The Chronicles of Riddick: Assault on Dark Athena (Xbox 360)
You, sir, are no Escape from Butcher Bay
4/7/2009 6:16 PM | 29 Comments | Page 2 of 4
What's Hot: A pretty good game...
What's Not: ...at first.
Butcher Bay was quite literally set in a space dungeon, and now this location makes for a good-enough space dungeon: Riddick is trapped on a slave ship and he's trying to escape. It doesn't really feel like a space ship. But who's to know what a space ship is like in Riddickland? Boxy rooms, convenient air ducts and space crates? Fair enough. Let's get on with the sneaking and neck-snapping and eye-stabbing.
The story proper, after the prologue, begins with a combination of the grim and playful. I'm pretty sure the only surviving character from the last game is killed. There's evidence later that the story has changed its mind, and the whole issue is eventually swept under the rug. But starting out by killing the character is a grim way to immediately follow up on the ending of
Butcher Bay. It's a bit like killing Newt and Hicks between "Aliens" and "Alien 3." The playful comes with Riddick's first interaction with the main villain, a space pirate named Revas, voiced with icy efficiency by Michelle Forbes (It's hard not to imagine Admiral Cain from "Battlestar Galactica" gone truly bad. Am I wrong to think that's really sexy?). Riddick stealth-flirts with her in his own unique way. It's a great moment.

#### [Problems to solve]
- 1) Answer these from the Assault on Dark Athena review:
(a) Where is Riddick trapped in this game?
(b) Who voices the villain Revas?
(c) What does the reviewer compare the killing of the last game's surviving character to?
- 2) Pick up the Assault on Dark Athena review where it stops and write its next paragraph.

#### [Recorded information]
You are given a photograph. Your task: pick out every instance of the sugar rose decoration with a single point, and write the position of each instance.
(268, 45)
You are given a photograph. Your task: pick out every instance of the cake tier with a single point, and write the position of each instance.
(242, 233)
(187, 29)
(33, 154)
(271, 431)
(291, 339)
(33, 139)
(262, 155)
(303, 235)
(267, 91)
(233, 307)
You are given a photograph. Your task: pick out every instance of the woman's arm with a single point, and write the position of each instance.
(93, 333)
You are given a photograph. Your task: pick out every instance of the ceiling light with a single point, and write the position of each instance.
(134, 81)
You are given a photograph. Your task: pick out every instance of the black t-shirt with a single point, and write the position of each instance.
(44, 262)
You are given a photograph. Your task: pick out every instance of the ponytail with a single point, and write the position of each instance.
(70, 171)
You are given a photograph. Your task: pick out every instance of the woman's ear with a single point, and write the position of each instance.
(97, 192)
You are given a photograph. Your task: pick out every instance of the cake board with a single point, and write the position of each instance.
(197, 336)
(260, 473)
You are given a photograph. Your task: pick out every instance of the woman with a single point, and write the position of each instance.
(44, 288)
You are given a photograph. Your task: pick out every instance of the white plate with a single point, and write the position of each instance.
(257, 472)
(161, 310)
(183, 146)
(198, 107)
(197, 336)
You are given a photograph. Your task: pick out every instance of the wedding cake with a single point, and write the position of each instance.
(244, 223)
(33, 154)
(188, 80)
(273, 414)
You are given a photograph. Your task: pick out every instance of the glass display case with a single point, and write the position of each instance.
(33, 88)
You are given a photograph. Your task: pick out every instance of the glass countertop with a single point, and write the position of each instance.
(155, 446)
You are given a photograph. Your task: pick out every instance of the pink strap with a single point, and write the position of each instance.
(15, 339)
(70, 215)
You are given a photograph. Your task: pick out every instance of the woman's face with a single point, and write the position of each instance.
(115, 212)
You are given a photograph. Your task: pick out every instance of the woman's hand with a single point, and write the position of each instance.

#### [Activity answers]
- 1)
(a) On a slave ship.
(b) Michelle Forbes.
(c) Killing Newt and Hicks between "Aliens" and "Alien 3."

- 2)
"Droopy daggers" was also rejected as a not-cool-enough name for these knives.
So what follows is about four hours of solid and familiar Riddickry. It feels like a repurposed version of
Butcher Bay, although much more linear and without funny packs of smokes along the way. Some of the exact same plot points are used. The new stuff seems to sit in the background. For instance, the concept of drones is clever, but it's mostly a stand-in for the first game's trick of having enemies with weapons you can't use. In
Butcher Bay, the weapons were locked to a specific person's genetic code; in
Dark Athena, they're cybernetically grafted to the arms of remotely-controlled zombies. But the drone gimmick only comes into play a couple of times, each in very tightly controlled and brief situations. There's also a "Newt from 'Aliens'" gimmick going, but it's left hanging for the most part.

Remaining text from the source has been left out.